Text segment START
Hawaiian Chicken Sheet Pan

Instructions:

  1. Preheat Oven:
    Set your oven to 425°F (220°C) and line a large baking sheet with parchment paper.
  2. Make the Marinade:
    In a large bowl, whisk together soy sauce, honey, sesame oil, rice vinegar, garlic powder, onion powder, salt, and pepper.
  3. Marinate the Chicken:
    Add chicken chunks to the bowl and toss until evenly coated.
  4. Arrange the Sheet Pan:
    Spread the marinated chicken evenly on the baking sheet. Scatter pineapple, bell peppers, and red onion around the chicken. Lightly spray or drizzle with olive oil.
  5. Bake:
    Roast for 25–30 minutes, flipping the ingredients halfway through. Look for golden, caramelized edges and fully cooked chicken.
  6. Finish and Serve:
    Remove from the oven, top with sliced green onions, and serve hot.

Variations:

  • Swap in tofu or shrimp for a different protein.
  • Use mango or papaya chunks instead of pineapple for a tropical twist.
  • Add a chili garlic sauce to the marinade for a spicy upgrade.

Tips:

  • For extra depth of flavor, let the chicken marinate for up to 2 hours in the fridge.
  • Serve with coconut or jasmine rice to soak up the glaze.
  • A fresh squeeze of lime just before serving brightens the whole dish.
Text segment END
Dataset excerpts START
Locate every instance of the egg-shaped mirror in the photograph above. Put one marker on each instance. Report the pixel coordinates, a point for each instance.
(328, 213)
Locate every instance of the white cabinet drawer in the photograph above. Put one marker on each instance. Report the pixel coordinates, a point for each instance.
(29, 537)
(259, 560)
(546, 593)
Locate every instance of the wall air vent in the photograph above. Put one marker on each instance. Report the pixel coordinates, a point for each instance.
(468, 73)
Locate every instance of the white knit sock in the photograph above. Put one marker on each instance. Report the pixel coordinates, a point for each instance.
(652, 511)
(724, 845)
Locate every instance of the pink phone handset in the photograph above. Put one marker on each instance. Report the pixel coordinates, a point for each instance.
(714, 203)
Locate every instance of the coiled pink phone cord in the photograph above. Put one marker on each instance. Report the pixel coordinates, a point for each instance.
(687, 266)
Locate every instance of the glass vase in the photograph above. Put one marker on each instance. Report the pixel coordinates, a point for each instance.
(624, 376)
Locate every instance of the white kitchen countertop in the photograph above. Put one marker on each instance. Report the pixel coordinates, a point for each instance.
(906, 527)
Dataset excerpts END
### Brief A:
From the Hawaiian chicken recipe, copy the part that begins with the words containing "4. Arrange the" and ends with "fully cooked chicken.", word for word.
### Brief B:
Answer these from the Hawaiian chicken recipe:
(i) What Fahrenheit temperature is the oven set to?
(ii) How long can the chicken marinate in the fridge at most?
(iii) Which fruits can be used in place of pineapple?
The records have nothing to do with the Hawaiian chicken recipe.

### Task response A:
4. Arrange the Sheet Pan:
    Spread the marinated chicken evenly on the baking sheet. Scatter pineapple, bell peppers, and red onion around the chicken. Lightly spray or drizzle with olive oil.
  5. Bake:
    Roast for 25–30 minutes, flipping the ingredients halfway through. Look for golden, caramelized edges and fully cooked chicken.

### Task response B:
(i) 425°F
(ii) Up to 2 hours
(iii) Mango or papaya